▸ Exercise aim
Please find each line in the entries below that contains the word "hand" and copy those lines out in full.
Start of Dataset content
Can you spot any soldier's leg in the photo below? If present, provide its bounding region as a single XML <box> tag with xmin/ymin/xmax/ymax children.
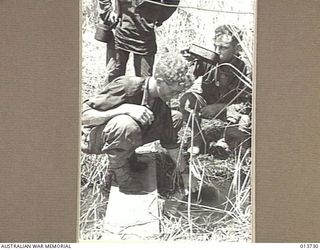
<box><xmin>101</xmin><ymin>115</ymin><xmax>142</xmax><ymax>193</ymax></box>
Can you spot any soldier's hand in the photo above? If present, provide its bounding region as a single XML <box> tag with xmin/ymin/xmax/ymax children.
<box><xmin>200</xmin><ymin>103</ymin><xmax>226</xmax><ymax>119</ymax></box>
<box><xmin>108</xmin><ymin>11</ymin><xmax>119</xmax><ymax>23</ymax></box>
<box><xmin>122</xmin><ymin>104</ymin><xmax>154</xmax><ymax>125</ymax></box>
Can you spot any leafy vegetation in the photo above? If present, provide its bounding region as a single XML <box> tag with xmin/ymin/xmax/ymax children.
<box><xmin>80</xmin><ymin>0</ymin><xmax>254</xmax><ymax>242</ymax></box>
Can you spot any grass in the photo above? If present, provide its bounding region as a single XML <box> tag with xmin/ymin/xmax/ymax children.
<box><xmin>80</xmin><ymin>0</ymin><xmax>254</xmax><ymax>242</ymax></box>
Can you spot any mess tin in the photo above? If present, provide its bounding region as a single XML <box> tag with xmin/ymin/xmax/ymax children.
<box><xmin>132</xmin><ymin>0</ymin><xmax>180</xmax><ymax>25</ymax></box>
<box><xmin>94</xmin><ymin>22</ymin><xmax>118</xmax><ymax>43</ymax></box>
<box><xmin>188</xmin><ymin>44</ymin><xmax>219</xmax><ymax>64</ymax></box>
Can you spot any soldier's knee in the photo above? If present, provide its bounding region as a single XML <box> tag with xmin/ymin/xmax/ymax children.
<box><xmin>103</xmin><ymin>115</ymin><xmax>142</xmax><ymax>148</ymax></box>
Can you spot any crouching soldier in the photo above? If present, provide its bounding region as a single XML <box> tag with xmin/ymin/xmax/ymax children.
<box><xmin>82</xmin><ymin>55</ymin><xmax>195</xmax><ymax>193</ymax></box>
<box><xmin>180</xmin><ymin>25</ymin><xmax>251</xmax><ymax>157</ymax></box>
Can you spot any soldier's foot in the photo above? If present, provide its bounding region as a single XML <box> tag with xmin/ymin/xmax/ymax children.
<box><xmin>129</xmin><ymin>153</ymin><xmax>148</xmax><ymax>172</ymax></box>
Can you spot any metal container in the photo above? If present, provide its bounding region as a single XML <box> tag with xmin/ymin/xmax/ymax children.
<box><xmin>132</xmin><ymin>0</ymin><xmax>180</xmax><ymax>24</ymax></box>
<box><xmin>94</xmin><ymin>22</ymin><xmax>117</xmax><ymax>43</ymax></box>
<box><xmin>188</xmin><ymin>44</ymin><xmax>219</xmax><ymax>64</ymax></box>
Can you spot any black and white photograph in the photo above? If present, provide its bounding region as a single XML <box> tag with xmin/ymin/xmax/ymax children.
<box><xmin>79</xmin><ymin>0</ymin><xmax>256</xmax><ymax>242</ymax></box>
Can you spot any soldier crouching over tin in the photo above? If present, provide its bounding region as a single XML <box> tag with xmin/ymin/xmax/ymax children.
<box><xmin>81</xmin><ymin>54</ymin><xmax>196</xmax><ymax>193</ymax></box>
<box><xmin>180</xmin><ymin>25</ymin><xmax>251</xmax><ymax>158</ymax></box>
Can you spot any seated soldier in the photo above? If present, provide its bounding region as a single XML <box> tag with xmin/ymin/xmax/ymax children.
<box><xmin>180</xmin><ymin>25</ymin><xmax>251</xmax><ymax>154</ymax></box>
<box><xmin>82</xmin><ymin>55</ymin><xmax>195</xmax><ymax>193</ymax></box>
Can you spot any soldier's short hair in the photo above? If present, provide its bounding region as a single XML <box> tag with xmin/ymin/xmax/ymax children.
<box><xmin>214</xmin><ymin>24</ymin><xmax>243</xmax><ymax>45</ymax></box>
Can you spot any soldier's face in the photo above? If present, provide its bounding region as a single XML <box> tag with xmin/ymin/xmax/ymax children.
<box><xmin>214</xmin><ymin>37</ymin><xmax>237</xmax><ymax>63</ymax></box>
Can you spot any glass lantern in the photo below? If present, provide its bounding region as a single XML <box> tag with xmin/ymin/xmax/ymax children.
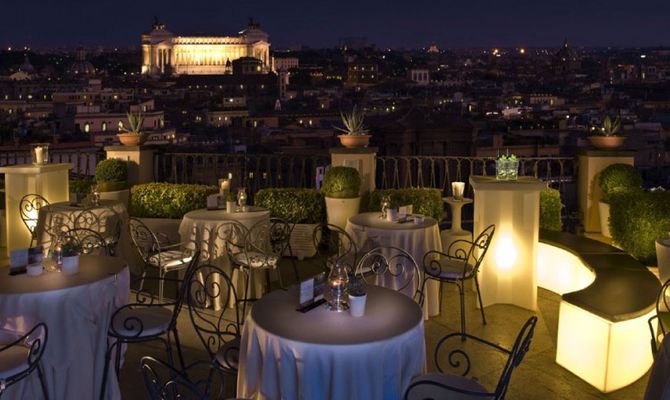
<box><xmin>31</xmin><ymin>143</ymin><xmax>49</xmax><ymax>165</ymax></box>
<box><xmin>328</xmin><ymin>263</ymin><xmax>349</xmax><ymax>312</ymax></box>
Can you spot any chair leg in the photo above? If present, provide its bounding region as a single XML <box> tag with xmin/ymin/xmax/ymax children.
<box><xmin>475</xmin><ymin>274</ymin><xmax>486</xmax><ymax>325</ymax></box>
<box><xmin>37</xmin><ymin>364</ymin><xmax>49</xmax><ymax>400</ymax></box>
End of Dataset content
▸ Written answer
Can you spot any soldier's hand in the photo above? If present, provide its bounding region as a single XML <box> tag with xmin/ymin/xmax/ymax children.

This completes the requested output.